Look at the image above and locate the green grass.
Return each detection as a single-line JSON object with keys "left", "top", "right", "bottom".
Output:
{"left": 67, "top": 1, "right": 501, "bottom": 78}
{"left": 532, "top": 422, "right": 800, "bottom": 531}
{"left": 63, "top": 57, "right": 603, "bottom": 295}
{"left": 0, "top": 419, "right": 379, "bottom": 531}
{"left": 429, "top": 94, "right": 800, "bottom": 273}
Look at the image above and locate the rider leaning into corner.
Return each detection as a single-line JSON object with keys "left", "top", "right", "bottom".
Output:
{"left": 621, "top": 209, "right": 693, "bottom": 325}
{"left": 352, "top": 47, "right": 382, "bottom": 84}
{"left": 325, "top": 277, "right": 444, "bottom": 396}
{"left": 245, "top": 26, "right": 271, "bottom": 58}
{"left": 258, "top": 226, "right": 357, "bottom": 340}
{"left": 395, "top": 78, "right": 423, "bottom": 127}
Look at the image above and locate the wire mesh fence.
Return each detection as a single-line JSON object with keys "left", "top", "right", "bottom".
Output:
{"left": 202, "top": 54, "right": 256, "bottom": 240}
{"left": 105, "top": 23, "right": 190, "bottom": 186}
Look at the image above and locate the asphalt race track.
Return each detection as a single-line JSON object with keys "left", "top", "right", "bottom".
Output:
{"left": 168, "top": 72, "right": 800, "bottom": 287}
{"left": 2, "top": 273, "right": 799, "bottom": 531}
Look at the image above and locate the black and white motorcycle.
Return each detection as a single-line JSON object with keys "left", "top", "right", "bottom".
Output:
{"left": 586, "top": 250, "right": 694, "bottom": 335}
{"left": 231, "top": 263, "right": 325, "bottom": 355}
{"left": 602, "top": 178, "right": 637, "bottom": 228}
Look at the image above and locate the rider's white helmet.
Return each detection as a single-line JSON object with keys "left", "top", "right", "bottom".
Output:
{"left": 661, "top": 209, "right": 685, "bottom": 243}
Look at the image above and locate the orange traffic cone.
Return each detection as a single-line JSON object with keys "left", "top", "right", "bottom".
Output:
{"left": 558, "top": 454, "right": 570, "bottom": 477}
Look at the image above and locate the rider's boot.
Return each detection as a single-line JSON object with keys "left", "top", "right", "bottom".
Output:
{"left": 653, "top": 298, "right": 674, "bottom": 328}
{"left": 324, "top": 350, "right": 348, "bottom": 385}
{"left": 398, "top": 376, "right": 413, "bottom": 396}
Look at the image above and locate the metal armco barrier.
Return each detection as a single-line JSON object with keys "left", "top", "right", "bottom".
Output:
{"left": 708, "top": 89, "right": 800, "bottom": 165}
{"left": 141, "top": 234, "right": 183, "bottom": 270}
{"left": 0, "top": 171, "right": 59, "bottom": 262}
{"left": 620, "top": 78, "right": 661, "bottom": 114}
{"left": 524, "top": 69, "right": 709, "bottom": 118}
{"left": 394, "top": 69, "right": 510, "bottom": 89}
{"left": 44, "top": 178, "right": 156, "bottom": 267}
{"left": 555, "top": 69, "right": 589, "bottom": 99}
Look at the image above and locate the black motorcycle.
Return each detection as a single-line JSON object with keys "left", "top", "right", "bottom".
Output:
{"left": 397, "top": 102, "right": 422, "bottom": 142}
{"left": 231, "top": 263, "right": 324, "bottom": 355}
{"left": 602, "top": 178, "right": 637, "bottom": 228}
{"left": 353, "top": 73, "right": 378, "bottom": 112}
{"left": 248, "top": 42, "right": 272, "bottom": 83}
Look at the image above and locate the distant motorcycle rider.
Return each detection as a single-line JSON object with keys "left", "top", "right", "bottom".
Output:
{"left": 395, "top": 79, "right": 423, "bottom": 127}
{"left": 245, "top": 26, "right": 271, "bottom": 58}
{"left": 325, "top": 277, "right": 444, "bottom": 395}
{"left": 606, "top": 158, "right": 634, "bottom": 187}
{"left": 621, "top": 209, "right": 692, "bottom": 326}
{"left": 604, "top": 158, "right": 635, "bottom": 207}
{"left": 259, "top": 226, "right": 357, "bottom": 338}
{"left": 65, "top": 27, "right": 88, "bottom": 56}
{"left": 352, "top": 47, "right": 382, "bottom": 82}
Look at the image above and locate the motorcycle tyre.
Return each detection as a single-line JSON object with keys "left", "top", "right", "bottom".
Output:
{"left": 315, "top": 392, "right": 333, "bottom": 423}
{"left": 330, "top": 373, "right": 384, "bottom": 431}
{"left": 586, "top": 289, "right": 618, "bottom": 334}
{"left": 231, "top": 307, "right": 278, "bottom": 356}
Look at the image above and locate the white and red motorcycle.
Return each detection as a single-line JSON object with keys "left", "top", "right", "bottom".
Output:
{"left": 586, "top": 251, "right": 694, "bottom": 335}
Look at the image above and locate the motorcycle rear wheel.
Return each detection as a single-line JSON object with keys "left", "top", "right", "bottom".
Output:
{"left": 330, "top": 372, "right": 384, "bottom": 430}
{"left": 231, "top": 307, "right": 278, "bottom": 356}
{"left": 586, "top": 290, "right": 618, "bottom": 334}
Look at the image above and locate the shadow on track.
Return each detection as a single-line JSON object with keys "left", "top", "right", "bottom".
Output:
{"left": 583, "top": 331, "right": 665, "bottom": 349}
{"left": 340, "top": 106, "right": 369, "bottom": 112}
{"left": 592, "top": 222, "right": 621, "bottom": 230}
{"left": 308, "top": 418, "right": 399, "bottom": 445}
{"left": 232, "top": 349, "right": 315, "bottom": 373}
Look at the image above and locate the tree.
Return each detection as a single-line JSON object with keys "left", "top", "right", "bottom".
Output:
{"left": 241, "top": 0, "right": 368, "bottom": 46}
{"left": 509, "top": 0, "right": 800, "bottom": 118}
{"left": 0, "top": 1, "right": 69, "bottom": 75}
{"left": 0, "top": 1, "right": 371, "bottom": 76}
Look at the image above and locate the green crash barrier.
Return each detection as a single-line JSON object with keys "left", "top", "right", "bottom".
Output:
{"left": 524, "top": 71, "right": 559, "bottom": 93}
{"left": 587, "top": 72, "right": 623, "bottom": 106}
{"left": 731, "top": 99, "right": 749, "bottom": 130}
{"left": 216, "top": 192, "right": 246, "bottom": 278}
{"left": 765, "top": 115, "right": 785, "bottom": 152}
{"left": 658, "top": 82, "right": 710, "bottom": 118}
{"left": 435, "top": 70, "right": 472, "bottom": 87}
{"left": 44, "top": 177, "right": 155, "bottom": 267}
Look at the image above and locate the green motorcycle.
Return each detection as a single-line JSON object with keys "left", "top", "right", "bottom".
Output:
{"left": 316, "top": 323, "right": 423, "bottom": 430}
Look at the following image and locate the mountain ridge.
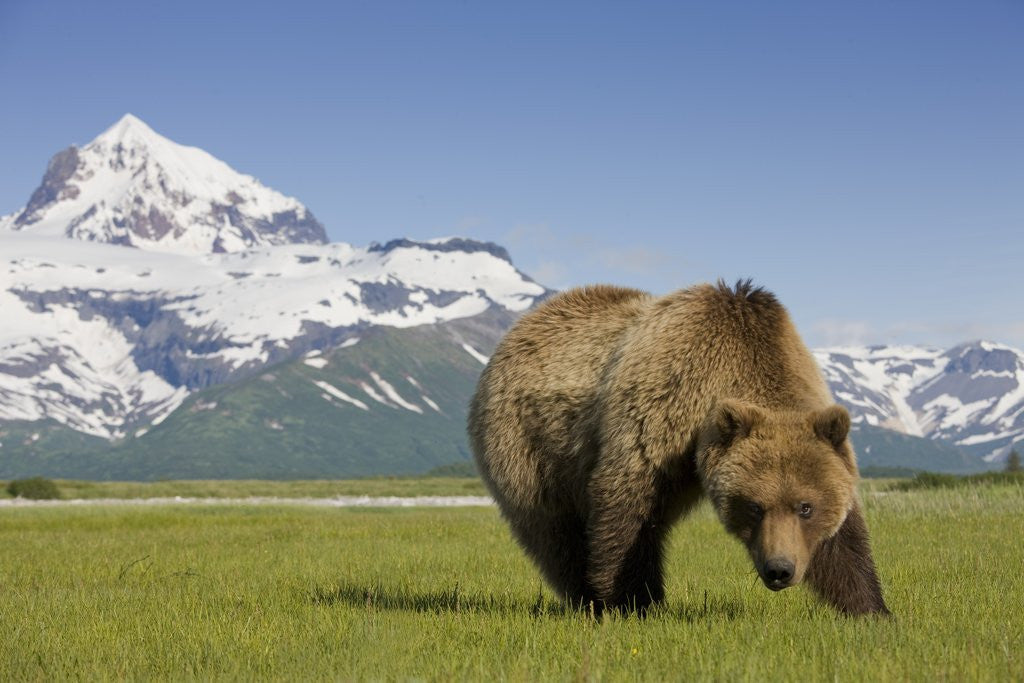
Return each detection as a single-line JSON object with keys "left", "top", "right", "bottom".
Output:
{"left": 815, "top": 340, "right": 1024, "bottom": 463}
{"left": 0, "top": 232, "right": 546, "bottom": 439}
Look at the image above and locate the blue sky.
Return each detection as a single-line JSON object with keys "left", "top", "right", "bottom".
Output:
{"left": 1, "top": 0, "right": 1021, "bottom": 347}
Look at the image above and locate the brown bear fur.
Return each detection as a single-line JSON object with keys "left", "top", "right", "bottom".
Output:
{"left": 468, "top": 280, "right": 888, "bottom": 616}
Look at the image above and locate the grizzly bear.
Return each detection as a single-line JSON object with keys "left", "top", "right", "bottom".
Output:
{"left": 468, "top": 280, "right": 888, "bottom": 616}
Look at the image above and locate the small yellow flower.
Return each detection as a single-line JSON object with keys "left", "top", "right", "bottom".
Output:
{"left": 630, "top": 647, "right": 639, "bottom": 657}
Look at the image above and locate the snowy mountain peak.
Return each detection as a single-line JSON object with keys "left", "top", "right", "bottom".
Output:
{"left": 94, "top": 113, "right": 162, "bottom": 147}
{"left": 1, "top": 115, "right": 327, "bottom": 254}
{"left": 369, "top": 237, "right": 515, "bottom": 265}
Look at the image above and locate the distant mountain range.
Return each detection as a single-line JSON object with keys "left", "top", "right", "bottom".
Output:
{"left": 816, "top": 344, "right": 1024, "bottom": 464}
{"left": 0, "top": 115, "right": 1019, "bottom": 479}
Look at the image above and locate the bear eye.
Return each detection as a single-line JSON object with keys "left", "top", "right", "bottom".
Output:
{"left": 798, "top": 502, "right": 813, "bottom": 518}
{"left": 747, "top": 502, "right": 764, "bottom": 519}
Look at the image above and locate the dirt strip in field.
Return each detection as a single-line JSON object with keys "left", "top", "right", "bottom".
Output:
{"left": 0, "top": 495, "right": 495, "bottom": 508}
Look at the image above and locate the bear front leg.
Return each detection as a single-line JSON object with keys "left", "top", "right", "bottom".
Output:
{"left": 805, "top": 503, "right": 890, "bottom": 616}
{"left": 586, "top": 458, "right": 667, "bottom": 614}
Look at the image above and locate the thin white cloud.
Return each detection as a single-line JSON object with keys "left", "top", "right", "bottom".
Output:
{"left": 530, "top": 261, "right": 570, "bottom": 289}
{"left": 595, "top": 246, "right": 670, "bottom": 274}
{"left": 811, "top": 319, "right": 875, "bottom": 347}
{"left": 808, "top": 318, "right": 1024, "bottom": 349}
{"left": 502, "top": 223, "right": 676, "bottom": 288}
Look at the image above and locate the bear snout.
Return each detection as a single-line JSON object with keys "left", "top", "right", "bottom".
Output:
{"left": 762, "top": 557, "right": 796, "bottom": 591}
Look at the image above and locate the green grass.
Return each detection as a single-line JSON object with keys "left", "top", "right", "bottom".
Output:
{"left": 1, "top": 483, "right": 1022, "bottom": 680}
{"left": 859, "top": 466, "right": 923, "bottom": 479}
{"left": 0, "top": 476, "right": 487, "bottom": 500}
{"left": 887, "top": 470, "right": 1024, "bottom": 492}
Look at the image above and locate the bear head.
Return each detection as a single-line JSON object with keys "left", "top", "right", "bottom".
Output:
{"left": 696, "top": 399, "right": 857, "bottom": 592}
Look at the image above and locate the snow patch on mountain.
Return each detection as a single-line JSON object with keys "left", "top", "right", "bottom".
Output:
{"left": 314, "top": 380, "right": 369, "bottom": 411}
{"left": 461, "top": 343, "right": 490, "bottom": 365}
{"left": 421, "top": 395, "right": 442, "bottom": 413}
{"left": 370, "top": 371, "right": 422, "bottom": 414}
{"left": 814, "top": 345, "right": 943, "bottom": 436}
{"left": 0, "top": 286, "right": 186, "bottom": 437}
{"left": 303, "top": 350, "right": 329, "bottom": 369}
{"left": 1, "top": 231, "right": 543, "bottom": 354}
{"left": 358, "top": 381, "right": 391, "bottom": 407}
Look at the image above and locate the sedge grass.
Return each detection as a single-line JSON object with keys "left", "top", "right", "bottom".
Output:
{"left": 0, "top": 483, "right": 1021, "bottom": 680}
{"left": 0, "top": 476, "right": 487, "bottom": 501}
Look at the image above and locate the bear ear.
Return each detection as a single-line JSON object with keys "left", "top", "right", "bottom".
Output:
{"left": 812, "top": 405, "right": 851, "bottom": 450}
{"left": 705, "top": 399, "right": 765, "bottom": 448}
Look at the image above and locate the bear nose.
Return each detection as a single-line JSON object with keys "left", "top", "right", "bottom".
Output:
{"left": 764, "top": 558, "right": 795, "bottom": 588}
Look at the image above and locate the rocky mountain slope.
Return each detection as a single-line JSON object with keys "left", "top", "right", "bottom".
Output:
{"left": 0, "top": 311, "right": 508, "bottom": 479}
{"left": 0, "top": 232, "right": 545, "bottom": 440}
{"left": 816, "top": 343, "right": 1024, "bottom": 463}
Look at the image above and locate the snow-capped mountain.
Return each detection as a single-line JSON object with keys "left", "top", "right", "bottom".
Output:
{"left": 0, "top": 234, "right": 545, "bottom": 439}
{"left": 816, "top": 342, "right": 1024, "bottom": 463}
{"left": 0, "top": 114, "right": 326, "bottom": 253}
{"left": 0, "top": 115, "right": 548, "bottom": 440}
{"left": 2, "top": 114, "right": 1021, "bottom": 475}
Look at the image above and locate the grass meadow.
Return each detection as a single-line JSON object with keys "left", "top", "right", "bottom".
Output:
{"left": 1, "top": 479, "right": 1022, "bottom": 681}
{"left": 0, "top": 476, "right": 488, "bottom": 500}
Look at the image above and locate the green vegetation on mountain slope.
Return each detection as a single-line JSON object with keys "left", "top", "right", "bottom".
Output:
{"left": 0, "top": 313, "right": 505, "bottom": 480}
{"left": 850, "top": 423, "right": 981, "bottom": 474}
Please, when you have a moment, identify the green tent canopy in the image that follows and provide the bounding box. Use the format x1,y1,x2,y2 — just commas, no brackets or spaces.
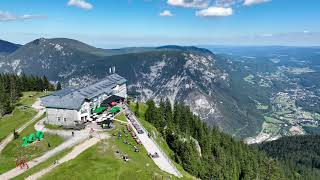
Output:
21,136,28,147
28,133,36,143
36,131,44,141
94,107,106,114
108,106,121,113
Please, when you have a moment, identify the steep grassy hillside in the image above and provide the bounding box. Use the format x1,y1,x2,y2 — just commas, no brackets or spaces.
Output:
0,113,63,174
40,118,192,180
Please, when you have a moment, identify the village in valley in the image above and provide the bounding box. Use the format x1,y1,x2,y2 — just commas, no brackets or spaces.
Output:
243,62,320,144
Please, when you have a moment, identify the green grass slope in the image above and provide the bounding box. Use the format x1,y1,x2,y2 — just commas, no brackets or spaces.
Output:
40,114,189,180
0,113,63,174
0,92,48,141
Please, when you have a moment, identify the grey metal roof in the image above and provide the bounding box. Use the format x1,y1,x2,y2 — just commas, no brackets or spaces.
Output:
41,74,127,110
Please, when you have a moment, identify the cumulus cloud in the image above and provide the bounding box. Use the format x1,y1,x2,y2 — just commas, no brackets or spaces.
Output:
0,11,46,21
243,0,271,6
159,10,174,17
167,0,209,8
196,6,233,17
67,0,93,10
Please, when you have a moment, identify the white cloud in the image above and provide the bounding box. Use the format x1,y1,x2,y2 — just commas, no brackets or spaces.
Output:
0,11,46,21
67,0,93,10
159,10,174,17
261,33,273,37
167,0,209,8
196,6,233,17
215,0,242,7
243,0,271,6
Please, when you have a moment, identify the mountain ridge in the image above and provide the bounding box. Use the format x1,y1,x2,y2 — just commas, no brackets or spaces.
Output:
_ _ _ _ _
Within the preceding material, tally each line that holds the word "bounding". Write down only the total.

8